Case-I: If $\lambda=\frac{p}{2}+\frac{1}{2n+1}+2n-\mu$ , then (3.10) reduces to $S(X,Y)=(\mu-2n)g(X,Y)-\mu\eta(X)\eta(Y)$ i.e., the manifold is $\eta$ -Einstein. Also (3.11) gives $\mathcal{L}_{V}g=0$ . So, $V$ is Killing vector field.

Case-II: Using $\lambda=\frac{p}{2}+\frac{1}{2n+1}-2n+\mu-4$ in (3.10), we get $S(X,Y)=2g(X,Y)-2(n+1)\eta(X)\eta(Y)$ . So, the manifold is $\eta$ -Einstein. Substituting $Y$ by $\phi Y$ and setting $Z=\xi$ in (3.2), we obtain $(\mathcal{L}_{V}\eta)(\phi Y)=0$ . Further, replacing $Y$ by $\phi Y$ and using (2.1), (3.1) and $\lambda=\frac{p}{2}+\frac{1}{2n+1}-2n+\mu-4$ , we get

\mathcal{L}_{V}\eta=2(2n-\mu+2)\eta

Exterior differentiation of the foregoing equation and use of well-known relation $d(\mathcal{L}_{V}\eta)=\mathcal{L}_{V}d\eta$ and (2.6), yields

(\mathcal{L}_{V}d\eta)(X,Y)=2(2n-\mu+2)g(X,\phi Y)

(3.17)

* _SHORT PROBLEM_:
Resume the passage on η-Einstein manifolds and Killing vector fields right after the equation numbered (3.17). The entries are separate material and do not belong to the passage on η-Einstein manifolds.

[Entries excerpted from a collection]
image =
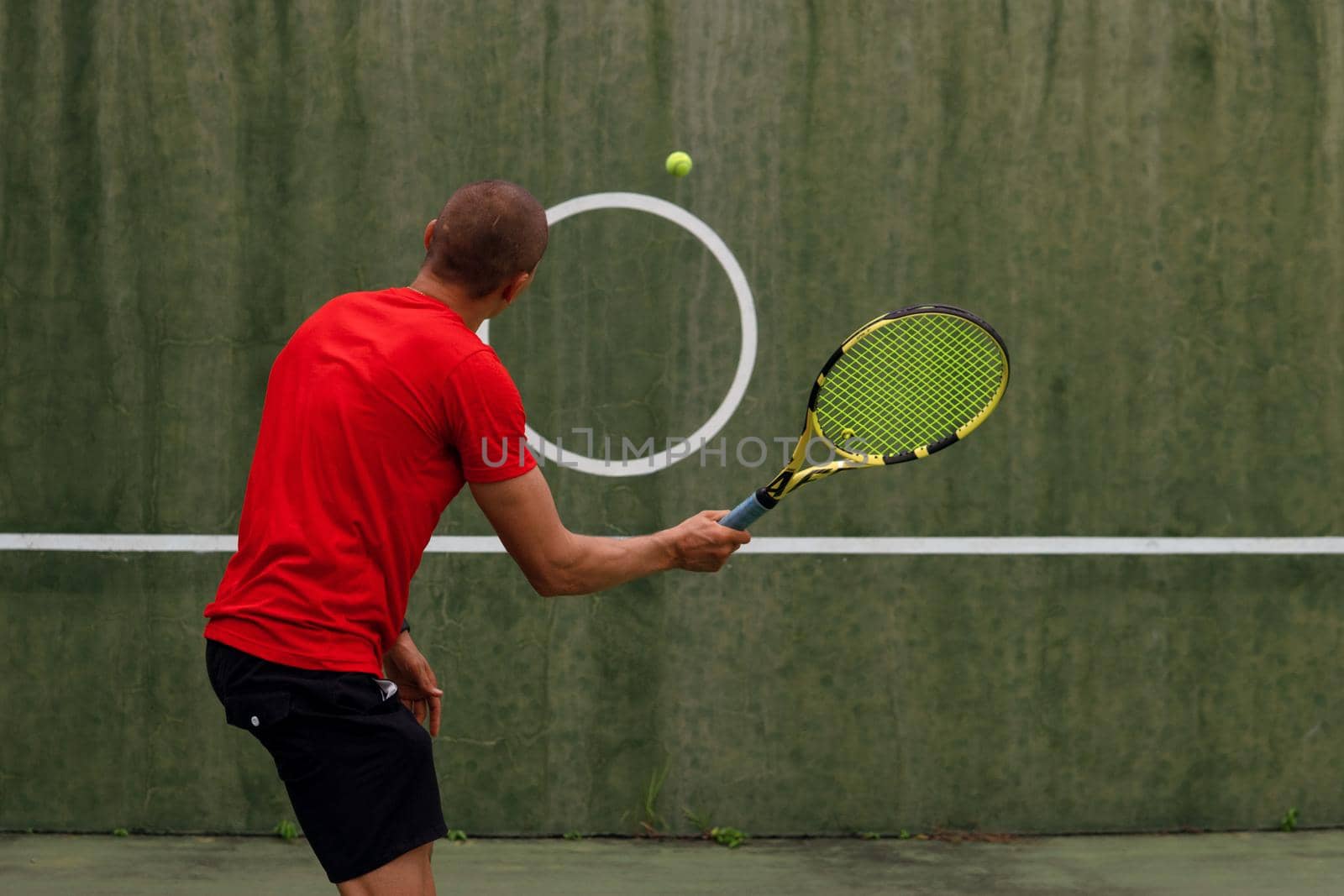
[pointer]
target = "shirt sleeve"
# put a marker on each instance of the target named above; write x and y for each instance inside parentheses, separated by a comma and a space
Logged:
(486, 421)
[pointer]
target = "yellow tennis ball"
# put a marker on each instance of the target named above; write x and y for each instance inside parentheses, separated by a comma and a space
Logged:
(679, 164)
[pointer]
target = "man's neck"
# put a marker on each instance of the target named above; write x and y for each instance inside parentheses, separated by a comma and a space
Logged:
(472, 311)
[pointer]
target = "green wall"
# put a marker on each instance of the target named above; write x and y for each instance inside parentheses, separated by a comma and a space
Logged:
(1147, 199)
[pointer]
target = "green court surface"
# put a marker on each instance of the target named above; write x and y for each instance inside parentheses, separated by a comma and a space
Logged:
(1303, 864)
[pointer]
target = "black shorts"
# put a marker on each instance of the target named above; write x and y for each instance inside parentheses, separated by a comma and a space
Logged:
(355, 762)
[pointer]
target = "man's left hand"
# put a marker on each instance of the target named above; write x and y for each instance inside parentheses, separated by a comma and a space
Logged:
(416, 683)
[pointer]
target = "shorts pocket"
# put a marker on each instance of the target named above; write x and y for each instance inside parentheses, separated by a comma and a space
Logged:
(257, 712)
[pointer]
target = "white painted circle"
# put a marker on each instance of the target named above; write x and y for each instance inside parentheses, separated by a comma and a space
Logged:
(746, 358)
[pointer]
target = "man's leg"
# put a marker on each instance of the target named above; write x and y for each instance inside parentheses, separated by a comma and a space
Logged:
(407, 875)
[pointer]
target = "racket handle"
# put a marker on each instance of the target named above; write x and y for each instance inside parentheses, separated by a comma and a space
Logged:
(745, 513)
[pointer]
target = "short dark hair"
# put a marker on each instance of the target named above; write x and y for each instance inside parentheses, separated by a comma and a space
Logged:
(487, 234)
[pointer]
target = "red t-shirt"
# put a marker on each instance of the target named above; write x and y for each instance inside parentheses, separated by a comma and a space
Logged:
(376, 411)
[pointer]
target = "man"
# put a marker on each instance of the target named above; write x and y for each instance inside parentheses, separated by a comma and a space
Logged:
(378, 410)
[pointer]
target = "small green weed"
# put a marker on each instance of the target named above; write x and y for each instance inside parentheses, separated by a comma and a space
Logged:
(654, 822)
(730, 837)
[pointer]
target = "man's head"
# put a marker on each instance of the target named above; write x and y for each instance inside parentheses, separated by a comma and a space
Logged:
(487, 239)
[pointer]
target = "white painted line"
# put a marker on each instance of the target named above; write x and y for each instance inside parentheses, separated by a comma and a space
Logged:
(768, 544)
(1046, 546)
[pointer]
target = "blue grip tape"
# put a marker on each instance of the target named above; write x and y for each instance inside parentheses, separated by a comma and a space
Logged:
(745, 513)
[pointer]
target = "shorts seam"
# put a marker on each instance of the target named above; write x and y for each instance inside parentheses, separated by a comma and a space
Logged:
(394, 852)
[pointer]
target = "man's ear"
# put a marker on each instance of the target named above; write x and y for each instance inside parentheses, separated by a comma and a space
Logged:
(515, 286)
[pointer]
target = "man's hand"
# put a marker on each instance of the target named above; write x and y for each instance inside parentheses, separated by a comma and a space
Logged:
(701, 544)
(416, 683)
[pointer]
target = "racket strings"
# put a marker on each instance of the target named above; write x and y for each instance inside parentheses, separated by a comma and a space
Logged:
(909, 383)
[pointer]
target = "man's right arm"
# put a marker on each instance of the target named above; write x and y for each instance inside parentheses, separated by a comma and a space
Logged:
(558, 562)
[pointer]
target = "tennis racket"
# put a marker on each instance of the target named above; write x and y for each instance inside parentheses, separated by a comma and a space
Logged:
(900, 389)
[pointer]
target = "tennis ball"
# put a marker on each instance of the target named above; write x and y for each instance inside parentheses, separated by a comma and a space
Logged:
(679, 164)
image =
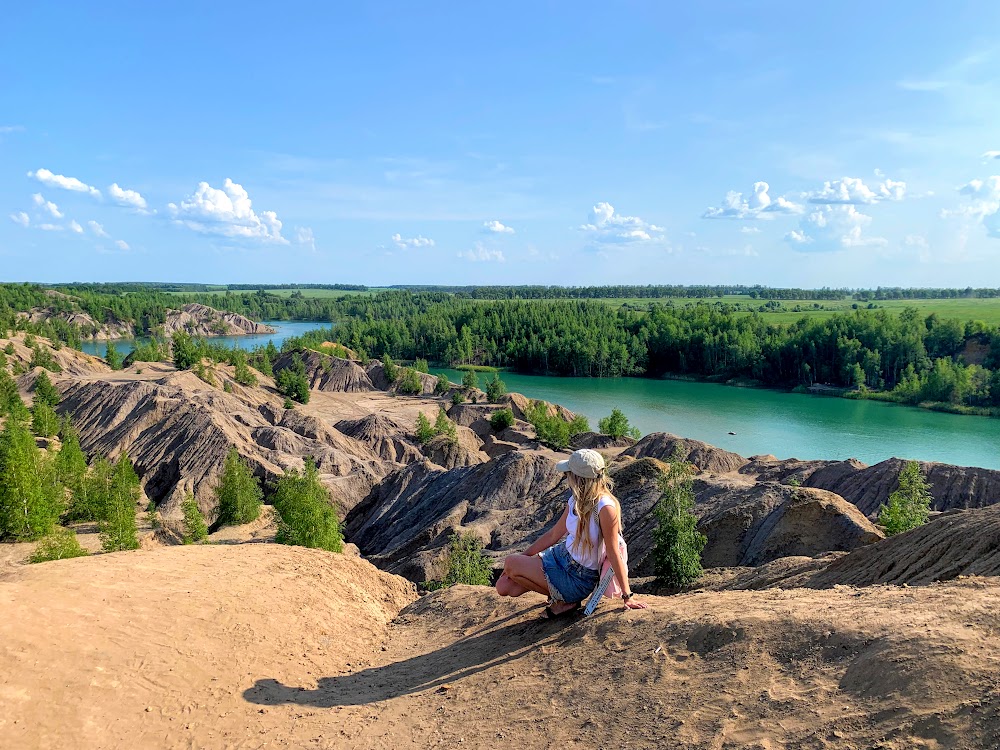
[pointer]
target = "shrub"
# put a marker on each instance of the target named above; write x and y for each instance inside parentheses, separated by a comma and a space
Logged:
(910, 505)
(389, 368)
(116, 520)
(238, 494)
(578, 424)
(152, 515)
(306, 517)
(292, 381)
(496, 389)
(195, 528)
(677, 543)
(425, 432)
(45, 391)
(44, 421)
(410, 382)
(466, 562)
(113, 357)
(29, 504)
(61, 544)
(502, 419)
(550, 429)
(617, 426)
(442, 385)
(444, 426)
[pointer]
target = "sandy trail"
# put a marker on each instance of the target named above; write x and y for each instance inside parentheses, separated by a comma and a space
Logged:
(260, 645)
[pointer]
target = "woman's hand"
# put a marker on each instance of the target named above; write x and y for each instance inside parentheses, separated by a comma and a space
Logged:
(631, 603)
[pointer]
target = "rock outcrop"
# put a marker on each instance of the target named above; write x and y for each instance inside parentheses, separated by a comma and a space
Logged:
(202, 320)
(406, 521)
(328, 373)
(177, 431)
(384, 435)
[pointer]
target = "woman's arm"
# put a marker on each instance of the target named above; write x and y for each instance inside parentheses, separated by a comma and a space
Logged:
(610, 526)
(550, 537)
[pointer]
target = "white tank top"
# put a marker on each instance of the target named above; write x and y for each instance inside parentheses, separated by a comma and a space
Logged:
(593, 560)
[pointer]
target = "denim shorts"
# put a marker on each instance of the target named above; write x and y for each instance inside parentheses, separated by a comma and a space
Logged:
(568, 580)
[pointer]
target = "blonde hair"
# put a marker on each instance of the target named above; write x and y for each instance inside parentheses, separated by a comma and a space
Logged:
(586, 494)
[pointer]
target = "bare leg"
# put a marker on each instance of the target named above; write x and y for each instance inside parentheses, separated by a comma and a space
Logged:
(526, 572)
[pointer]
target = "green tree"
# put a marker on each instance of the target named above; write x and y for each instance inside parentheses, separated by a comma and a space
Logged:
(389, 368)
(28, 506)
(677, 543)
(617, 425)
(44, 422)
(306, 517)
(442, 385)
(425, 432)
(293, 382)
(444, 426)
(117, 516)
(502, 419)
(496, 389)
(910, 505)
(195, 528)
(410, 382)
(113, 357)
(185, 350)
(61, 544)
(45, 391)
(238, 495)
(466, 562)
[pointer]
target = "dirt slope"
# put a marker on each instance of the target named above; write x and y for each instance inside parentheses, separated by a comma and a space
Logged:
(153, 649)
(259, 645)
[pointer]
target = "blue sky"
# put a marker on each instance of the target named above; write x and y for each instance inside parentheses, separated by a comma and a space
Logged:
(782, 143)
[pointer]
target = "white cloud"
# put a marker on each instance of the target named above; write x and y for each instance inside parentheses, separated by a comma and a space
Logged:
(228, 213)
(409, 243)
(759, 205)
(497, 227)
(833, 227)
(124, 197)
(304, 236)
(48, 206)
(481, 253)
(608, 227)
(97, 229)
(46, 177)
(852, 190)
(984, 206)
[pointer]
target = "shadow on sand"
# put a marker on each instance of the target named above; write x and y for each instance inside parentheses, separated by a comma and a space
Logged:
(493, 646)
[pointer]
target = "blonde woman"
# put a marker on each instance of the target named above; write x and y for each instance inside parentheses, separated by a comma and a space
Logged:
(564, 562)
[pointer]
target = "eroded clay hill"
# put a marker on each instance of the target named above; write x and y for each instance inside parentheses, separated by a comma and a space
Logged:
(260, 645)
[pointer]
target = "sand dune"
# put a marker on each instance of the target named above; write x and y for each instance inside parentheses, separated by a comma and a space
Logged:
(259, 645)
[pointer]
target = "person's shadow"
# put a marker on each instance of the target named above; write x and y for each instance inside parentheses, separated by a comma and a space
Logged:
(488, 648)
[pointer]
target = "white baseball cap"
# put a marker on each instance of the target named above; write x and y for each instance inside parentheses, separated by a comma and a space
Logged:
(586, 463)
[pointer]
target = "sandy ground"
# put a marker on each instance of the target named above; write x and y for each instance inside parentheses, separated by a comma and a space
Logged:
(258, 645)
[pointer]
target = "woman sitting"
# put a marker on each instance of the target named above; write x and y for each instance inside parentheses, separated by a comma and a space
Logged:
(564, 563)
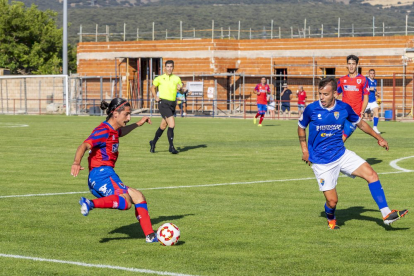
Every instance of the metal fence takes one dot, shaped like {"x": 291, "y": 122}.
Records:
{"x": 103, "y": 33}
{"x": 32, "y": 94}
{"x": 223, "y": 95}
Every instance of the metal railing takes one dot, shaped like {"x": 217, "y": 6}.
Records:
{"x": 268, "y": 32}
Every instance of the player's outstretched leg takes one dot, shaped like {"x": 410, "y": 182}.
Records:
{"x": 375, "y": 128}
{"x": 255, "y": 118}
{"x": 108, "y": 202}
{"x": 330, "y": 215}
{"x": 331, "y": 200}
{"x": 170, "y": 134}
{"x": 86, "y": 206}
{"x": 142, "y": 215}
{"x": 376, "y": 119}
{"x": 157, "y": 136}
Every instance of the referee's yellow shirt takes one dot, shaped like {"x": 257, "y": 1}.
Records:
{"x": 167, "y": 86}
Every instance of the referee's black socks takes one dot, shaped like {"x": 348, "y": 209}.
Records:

* _SOLVED EXERCISE_:
for arbitrary vector fields $X$ and $Y$ on $M$ . Lie differentiation of (2.6) along $V$ , infers

(\mathcal{L}_{V}d\eta)(X,Y)=2(2n-\mu+2)g(X,\phi Y)+g(X,(\mathcal{L}_{V}\phi)Y)

(3.18)

$\forall X,Y\in\chi(M)$ . Comparing this with (3.17) gives $\mathcal{L}_{V}\phi=0$ , as $X$ and $Y$ are arbitrary vector fields. So, $V$ leaves $\phi$ invariant. ∎

Theorem 3.3.

If the metric $g$ of a para-Sasakian manifold $M$ represents a conformal $\eta$ -Ricci soliton and if the soliton vector field $V$ is pointwise collinear with the characteristic vector field $\xi$ then $V$ is a constant multiple of $\xi$ and the scalar curvature of the manifold is constant.

Proof.

Since the soliton vector field $V$ is pointwise collinear with the characteristic vector field $\xi$ , so, $V=f\xi$ where, $f$ is a smooth function on $M^{2n+1}$ . Substituting $V=f\xi$ in $(\mathcal{L}_{V}g)(X,Y)=g(\nabla_{X}V,Y)+g(X,\nabla_{Y}V)$ and using (2.8), we get

(\mathcal{L}_{V}g)(X,Y)=(Xf)\eta(Y)+(Yf)\eta(X)

(3.19)

for arbitrary vector field $X$ and $Y$ on $M$ . Using (3.19) in the soliton equation (1.1), we obtain

	$\displaystyle(Xf)\eta(Y)+(Yf)\eta(X)+2S(X,Y)+2\mu\eta(X)\eta(Y)$
	$\displaystyle+2(\lambda-\frac{p}{2}-\frac{1}{2n+1})g(X,Y)=0.$		(3.20)

Setting $Y=\xi$ and using (2.2) and (2.11), the above equation becomes

Df=2[2n+\frac{p}{2}+\frac{1}{2n+1}-\frac{1}{2}(\xi f)-\lambda-\mu]\xi.

(3.21)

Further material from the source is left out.